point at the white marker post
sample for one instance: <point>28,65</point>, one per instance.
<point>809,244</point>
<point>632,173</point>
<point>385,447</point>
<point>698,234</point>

:::::

= What you are asked to do =
Change "marker post" to "boundary post" throughout the records above, keeping every other part of them the same.

= Result of this exercise =
point at the white boundary post
sample for one instance: <point>28,65</point>, one per instance.
<point>809,244</point>
<point>632,173</point>
<point>385,447</point>
<point>698,234</point>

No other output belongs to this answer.